[Object location annotation data]
- - - - - - -
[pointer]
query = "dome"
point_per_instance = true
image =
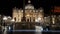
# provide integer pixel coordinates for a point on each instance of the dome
(29, 6)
- - - - - - -
- _WRITTEN EXERCISE_: Copy out every line of the items above word for word, leaving out the pictures.

- _TASK SOLUTION_:
[pointer]
query = "dome"
point_per_instance = true
image =
# provide integer pixel coordinates for a point on each instance of the dome
(29, 6)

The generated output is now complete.